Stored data
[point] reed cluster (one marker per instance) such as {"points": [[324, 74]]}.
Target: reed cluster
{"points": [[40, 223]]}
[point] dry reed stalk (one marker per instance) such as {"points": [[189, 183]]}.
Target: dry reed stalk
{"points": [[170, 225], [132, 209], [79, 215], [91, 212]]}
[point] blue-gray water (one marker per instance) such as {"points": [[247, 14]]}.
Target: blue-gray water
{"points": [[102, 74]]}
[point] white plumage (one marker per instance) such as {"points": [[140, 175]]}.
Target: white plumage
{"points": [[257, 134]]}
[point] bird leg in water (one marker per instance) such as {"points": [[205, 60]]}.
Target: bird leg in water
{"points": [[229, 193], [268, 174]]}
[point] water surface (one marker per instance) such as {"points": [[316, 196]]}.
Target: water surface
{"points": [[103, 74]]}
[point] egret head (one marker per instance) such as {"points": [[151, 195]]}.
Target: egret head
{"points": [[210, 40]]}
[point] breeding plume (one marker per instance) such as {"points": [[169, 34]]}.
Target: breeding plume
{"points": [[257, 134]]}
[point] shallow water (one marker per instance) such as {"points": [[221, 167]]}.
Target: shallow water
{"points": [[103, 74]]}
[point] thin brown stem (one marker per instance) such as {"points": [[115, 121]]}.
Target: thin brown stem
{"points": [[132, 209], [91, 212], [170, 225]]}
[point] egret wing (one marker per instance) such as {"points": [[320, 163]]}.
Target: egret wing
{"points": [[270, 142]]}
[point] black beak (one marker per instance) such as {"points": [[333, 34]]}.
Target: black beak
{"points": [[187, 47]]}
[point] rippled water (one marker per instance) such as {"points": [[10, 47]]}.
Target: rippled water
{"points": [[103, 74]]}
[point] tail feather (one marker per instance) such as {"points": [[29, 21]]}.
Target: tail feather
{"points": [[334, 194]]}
...
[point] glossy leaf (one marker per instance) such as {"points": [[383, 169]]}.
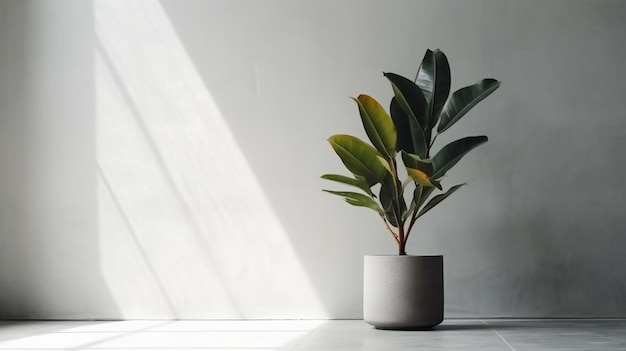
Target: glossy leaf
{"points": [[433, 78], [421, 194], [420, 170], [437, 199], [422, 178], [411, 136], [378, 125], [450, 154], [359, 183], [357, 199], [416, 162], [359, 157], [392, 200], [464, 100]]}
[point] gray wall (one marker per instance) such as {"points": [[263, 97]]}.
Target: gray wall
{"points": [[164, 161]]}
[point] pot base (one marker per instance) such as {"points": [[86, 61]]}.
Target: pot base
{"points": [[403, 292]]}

Your objective:
How many lines of the entries above contain the word "breeding"? Reply with the number only.

The response:
2